Pointing and labeling entries:
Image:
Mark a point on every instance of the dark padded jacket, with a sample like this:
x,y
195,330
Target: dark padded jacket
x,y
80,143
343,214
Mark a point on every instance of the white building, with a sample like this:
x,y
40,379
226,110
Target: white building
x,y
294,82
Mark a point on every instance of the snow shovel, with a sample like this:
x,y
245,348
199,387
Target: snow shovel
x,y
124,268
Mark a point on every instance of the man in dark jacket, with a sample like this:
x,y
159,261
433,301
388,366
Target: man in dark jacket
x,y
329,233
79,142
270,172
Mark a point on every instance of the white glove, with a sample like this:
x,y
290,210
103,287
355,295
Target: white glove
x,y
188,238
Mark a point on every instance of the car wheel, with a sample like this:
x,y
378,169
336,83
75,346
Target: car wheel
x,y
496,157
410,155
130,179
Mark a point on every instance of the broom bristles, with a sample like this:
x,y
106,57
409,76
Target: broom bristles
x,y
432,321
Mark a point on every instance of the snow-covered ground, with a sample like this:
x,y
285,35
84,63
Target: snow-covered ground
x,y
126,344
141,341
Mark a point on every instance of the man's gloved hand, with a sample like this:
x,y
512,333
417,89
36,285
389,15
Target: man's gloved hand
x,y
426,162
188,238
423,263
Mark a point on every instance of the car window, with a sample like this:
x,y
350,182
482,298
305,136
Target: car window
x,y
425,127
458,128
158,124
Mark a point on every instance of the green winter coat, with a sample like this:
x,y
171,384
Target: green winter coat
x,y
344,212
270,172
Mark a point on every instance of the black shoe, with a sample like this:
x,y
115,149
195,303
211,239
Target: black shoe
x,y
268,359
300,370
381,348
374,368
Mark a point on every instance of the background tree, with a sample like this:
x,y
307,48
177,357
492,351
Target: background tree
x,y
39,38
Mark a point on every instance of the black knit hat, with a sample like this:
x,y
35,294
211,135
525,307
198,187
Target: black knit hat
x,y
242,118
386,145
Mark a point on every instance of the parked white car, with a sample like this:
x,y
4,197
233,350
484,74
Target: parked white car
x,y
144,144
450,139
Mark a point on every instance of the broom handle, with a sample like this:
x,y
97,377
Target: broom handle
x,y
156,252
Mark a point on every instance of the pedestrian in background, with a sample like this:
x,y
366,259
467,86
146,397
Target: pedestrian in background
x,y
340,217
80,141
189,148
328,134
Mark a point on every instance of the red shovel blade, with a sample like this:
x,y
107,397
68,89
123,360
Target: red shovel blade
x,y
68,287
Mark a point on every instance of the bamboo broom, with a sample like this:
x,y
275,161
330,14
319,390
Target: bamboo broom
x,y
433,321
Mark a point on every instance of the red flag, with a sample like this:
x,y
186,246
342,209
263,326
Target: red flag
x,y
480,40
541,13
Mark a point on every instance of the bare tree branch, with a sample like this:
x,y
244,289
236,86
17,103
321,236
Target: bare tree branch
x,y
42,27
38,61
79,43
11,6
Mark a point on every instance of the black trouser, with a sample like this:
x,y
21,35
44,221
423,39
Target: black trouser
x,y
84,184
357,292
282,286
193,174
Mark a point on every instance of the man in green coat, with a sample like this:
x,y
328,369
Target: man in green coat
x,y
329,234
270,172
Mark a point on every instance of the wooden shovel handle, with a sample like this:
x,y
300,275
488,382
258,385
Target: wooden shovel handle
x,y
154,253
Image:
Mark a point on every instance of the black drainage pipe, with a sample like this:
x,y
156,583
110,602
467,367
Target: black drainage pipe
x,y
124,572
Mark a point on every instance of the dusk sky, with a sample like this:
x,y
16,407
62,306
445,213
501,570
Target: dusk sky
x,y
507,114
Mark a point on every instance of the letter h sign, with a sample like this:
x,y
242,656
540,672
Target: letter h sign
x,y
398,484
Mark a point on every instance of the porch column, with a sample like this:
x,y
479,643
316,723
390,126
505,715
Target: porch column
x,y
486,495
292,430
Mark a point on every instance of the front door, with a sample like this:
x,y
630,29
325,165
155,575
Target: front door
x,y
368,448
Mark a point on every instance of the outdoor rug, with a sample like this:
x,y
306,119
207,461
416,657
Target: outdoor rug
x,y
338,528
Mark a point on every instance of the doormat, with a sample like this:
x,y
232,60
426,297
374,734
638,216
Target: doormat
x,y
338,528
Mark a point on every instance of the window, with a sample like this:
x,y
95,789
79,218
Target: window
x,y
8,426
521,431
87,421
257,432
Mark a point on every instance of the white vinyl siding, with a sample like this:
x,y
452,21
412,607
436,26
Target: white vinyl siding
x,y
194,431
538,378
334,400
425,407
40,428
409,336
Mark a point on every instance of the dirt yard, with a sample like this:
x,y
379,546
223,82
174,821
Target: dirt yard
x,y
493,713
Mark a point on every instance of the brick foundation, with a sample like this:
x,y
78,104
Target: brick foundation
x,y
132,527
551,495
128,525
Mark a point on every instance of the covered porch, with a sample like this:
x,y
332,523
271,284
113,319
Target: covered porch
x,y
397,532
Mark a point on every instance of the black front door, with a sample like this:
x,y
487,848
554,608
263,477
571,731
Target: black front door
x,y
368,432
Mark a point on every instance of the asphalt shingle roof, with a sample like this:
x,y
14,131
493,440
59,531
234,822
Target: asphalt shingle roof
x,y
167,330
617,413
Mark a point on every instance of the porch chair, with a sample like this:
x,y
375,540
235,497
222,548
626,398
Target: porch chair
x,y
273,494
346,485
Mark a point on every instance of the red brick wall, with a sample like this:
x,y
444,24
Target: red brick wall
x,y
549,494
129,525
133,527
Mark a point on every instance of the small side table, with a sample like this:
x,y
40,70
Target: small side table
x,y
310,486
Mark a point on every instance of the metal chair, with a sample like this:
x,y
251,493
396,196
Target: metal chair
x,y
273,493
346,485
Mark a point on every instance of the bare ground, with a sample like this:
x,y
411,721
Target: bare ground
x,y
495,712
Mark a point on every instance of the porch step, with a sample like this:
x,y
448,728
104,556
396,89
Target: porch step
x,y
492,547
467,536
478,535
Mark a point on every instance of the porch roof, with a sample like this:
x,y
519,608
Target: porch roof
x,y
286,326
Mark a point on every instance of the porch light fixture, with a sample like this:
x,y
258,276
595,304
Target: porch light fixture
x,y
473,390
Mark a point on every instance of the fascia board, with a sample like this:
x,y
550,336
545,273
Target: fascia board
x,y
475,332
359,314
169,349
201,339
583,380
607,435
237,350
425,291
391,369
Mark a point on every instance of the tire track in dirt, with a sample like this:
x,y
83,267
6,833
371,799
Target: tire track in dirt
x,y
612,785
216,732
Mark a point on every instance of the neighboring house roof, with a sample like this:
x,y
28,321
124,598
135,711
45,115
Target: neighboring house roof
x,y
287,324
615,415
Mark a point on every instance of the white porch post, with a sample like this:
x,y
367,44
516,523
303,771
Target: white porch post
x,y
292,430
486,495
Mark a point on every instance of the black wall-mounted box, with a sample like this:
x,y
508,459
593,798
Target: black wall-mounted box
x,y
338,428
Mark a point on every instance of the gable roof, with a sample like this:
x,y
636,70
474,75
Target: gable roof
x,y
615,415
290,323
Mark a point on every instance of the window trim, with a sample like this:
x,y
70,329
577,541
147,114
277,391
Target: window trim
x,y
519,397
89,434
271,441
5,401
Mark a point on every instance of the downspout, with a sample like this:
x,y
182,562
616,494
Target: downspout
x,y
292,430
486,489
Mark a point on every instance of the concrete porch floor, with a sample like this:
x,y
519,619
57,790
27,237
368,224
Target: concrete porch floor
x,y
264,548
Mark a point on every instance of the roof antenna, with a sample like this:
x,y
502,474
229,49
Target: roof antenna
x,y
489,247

▸ Problem requirements: All of the entries must be written out exactly as they stand.

▸ Problem solution:
Image:
Mark a point on every instance of the dark padded jacket, with a sample like this:
x,y
195,330
Target: dark padded jacket
x,y
80,143
343,214
Mark a point on every instance of the white building, with a sample like this:
x,y
40,379
226,110
Target: white building
x,y
294,82
Mark a point on every instance of the snow shovel, with a sample like this:
x,y
245,348
199,387
Target: snow shovel
x,y
124,268
Mark a point on every instance of the man in dark jacket, with a sample like this:
x,y
159,261
433,301
388,366
Target: man in dark jacket
x,y
329,233
79,142
270,172
Mark a point on every instance of the white glove, with a sample like this:
x,y
290,210
103,287
355,295
Target: white glove
x,y
188,238
Mark a point on every instance of the car wheel, with a sample like this:
x,y
378,169
336,83
75,346
Target: car wheel
x,y
496,157
410,155
130,179
Mark a point on every instance of the broom bristles, with a sample like this:
x,y
106,57
409,76
Target: broom bristles
x,y
432,321
Mark a point on every instance of the snow-covered ground, with a sample like this:
x,y
285,35
84,63
Target: snow-covered ground
x,y
126,344
141,341
Mark a point on every instance of the man's gloved hand, with a sample like this:
x,y
512,333
417,89
36,285
389,15
Target: man's gloved hand
x,y
426,162
188,238
423,263
Mark a point on every instance of the car window, with a sample like this:
x,y
350,182
482,298
305,136
Target: car window
x,y
425,127
458,128
158,124
Mark a point on every instance of the green winter coat, with a sample like this:
x,y
171,384
Target: green winter coat
x,y
344,212
270,172
Mark a point on every instance of the black shoe, with a sample like this:
x,y
115,149
195,303
211,239
Target: black shoe
x,y
268,359
300,370
381,348
374,368
Mark a point on every instance of the background tree, with a sample like this:
x,y
307,48
177,357
492,351
Target: background tree
x,y
39,38
Mark a point on every instance of the black knit hat, with a sample like this:
x,y
35,294
211,135
525,307
198,187
Target: black knit hat
x,y
242,118
386,145
Mark a point on every instance of the parked white car, with a sample like this:
x,y
4,197
233,350
484,74
Target: parked white car
x,y
144,144
450,139
Mark a point on every instance of the broom handle, with a sample like this:
x,y
97,377
Target: broom handle
x,y
156,252
Mark a point on every instance of the pedestrian in background, with a sample like this:
x,y
366,259
467,86
146,397
Target: pedestrian in background
x,y
340,217
80,141
189,148
328,134
Mark a point on every instance of the red shovel blade, with a sample like this:
x,y
107,397
68,89
123,360
Target: red shovel blade
x,y
68,287
Mark a point on every instance of the bamboo broom, with a sample like this:
x,y
275,161
330,14
319,390
Target: bamboo broom
x,y
433,321
Mark a point on every instance of the red flag, with a sample like this:
x,y
186,246
342,209
263,326
Target: red flag
x,y
480,40
541,13
Mark a point on every instance of the bare tree branch, with a sample like this:
x,y
244,289
236,86
17,103
321,236
Target: bare tree branch
x,y
42,27
38,61
79,43
11,6
Mark a point on every instance of the black trouser, with a sample like this:
x,y
21,35
44,221
423,39
Target: black trouser
x,y
84,184
357,292
282,286
193,174
Mark a point on every instance of the man in green coat, with a sample like this:
x,y
328,369
Target: man in green coat
x,y
329,234
270,172
Mark a point on every instance of the wooden shovel handle, with a sample like this:
x,y
300,275
488,382
258,385
Target: wooden shovel handle
x,y
154,253
Image:
Mark a point on every instance of the black drainage pipe, with a sample like this:
x,y
156,583
110,602
467,367
Target: black drainage pipe
x,y
124,572
Mark a point on every instance of the dusk sky, with a sample like this:
x,y
16,407
62,306
445,213
501,570
Target: dusk sky
x,y
507,114
Mark a point on every instance of the letter h sign, with a sample like this:
x,y
242,656
540,672
Target: letter h sign
x,y
398,484
Mark a point on every instance of the porch column, with a sample like this:
x,y
479,643
316,723
390,126
505,715
Target: porch column
x,y
486,495
292,430
Mark a point on every instance of the front door, with a sample like this:
x,y
630,29
325,165
155,575
Target: front door
x,y
368,448
Mark a point on every instance of the outdoor rug, with a sample like this:
x,y
306,119
207,461
416,657
Target: outdoor rug
x,y
338,528
Mark a point on every instance of the doormat, with a sample like this:
x,y
232,60
426,297
374,734
638,216
Target: doormat
x,y
338,528
Mark a point on every instance of the window, with a sample like this:
x,y
95,789
79,218
Target: window
x,y
8,426
521,431
87,421
257,432
Mark a point on every instance of the white vinyl siding, with a sample like this:
x,y
452,21
412,607
436,26
Target: white vinyl siding
x,y
194,431
538,378
334,400
425,407
40,428
409,336
Mark a point on every instance of the dirt yard, with a sample like this:
x,y
379,546
223,82
174,821
Target: dirt yard
x,y
493,713
Mark a point on every instance of the brick foundation, with a sample like this:
x,y
78,104
Target: brick foundation
x,y
132,527
551,495
128,525
Mark a point on every instance of the covered porch, with a sample like this:
x,y
332,523
271,284
113,319
Target: covered porch
x,y
397,532
Mark a point on every instance of the black front door, with a sample like this:
x,y
487,848
554,608
263,477
571,731
Target: black front door
x,y
368,432
Mark a point on every instance of the asphalt shingle roof, with a sample like this:
x,y
14,131
493,440
59,531
234,822
Target: asphalt shingle roof
x,y
167,330
617,413
Mark a point on every instance of the porch chair, with a sample like this:
x,y
375,540
235,497
222,548
626,398
Target: porch chair
x,y
273,494
346,485
Mark a point on every instance of the red brick wall, with a sample like this:
x,y
444,24
Target: red brick wall
x,y
549,494
129,525
133,527
Mark a point on every instance of the small side table, with a sample like this:
x,y
40,70
Target: small side table
x,y
310,486
Mark a point on every instance of the metal chair, with a sample like this:
x,y
251,493
396,196
Target: metal chair
x,y
273,493
346,485
Mark a point on every instance of the bare ground, with a sample like this:
x,y
411,721
Target: bare ground
x,y
495,712
Mark a point on every instance of the porch step, with a sample like this:
x,y
448,728
104,556
396,89
Target: porch step
x,y
492,547
467,536
478,535
Mark a point on every instance of the porch roof, with a sample like this:
x,y
519,608
Target: porch roof
x,y
286,326
Mark a point on every instance of the porch light fixture, with a sample like this:
x,y
258,276
595,304
Target: porch light fixture
x,y
473,390
Mark a point on every instance of the fascia board, with a sample like this:
x,y
550,336
545,273
Target: fascia board
x,y
475,332
359,314
169,349
201,339
583,380
607,435
237,350
425,291
391,369
Mark a point on every instance of the tire track in dirt, with a sample like this:
x,y
83,267
6,833
371,799
Target: tire track in dirt
x,y
612,785
216,732
Mark a point on every instance of the neighboring house roof, with a sample like this:
x,y
28,321
124,598
135,711
45,115
Target: neighboring house roof
x,y
287,324
615,415
Mark a point on every instance of the white porch post, with a sample like this:
x,y
367,44
516,523
303,771
Target: white porch post
x,y
292,430
486,495
Mark a point on every instance of the black wall-mounted box, with a sample like this:
x,y
508,459
593,798
Target: black wall-mounted box
x,y
338,428
Mark a point on every instance of the gable roof, with a sample like this:
x,y
636,70
474,75
Target: gable roof
x,y
615,415
290,323
Mark a point on every instance of the window trim, with a sample like this:
x,y
70,329
577,541
147,114
277,391
Target: window trim
x,y
519,397
89,434
271,441
5,401
Mark a point on every instance of the downspout, with a sample like this:
x,y
182,562
616,494
Target: downspout
x,y
292,430
486,489
Mark a point on every instance of the concrete porch floor, with a sample like this:
x,y
519,619
57,790
27,237
368,224
Target: concrete porch floor
x,y
264,548
Mark a point on every instance of the roof antenna, with a sample like this:
x,y
502,474
229,49
Target: roof antenna
x,y
489,247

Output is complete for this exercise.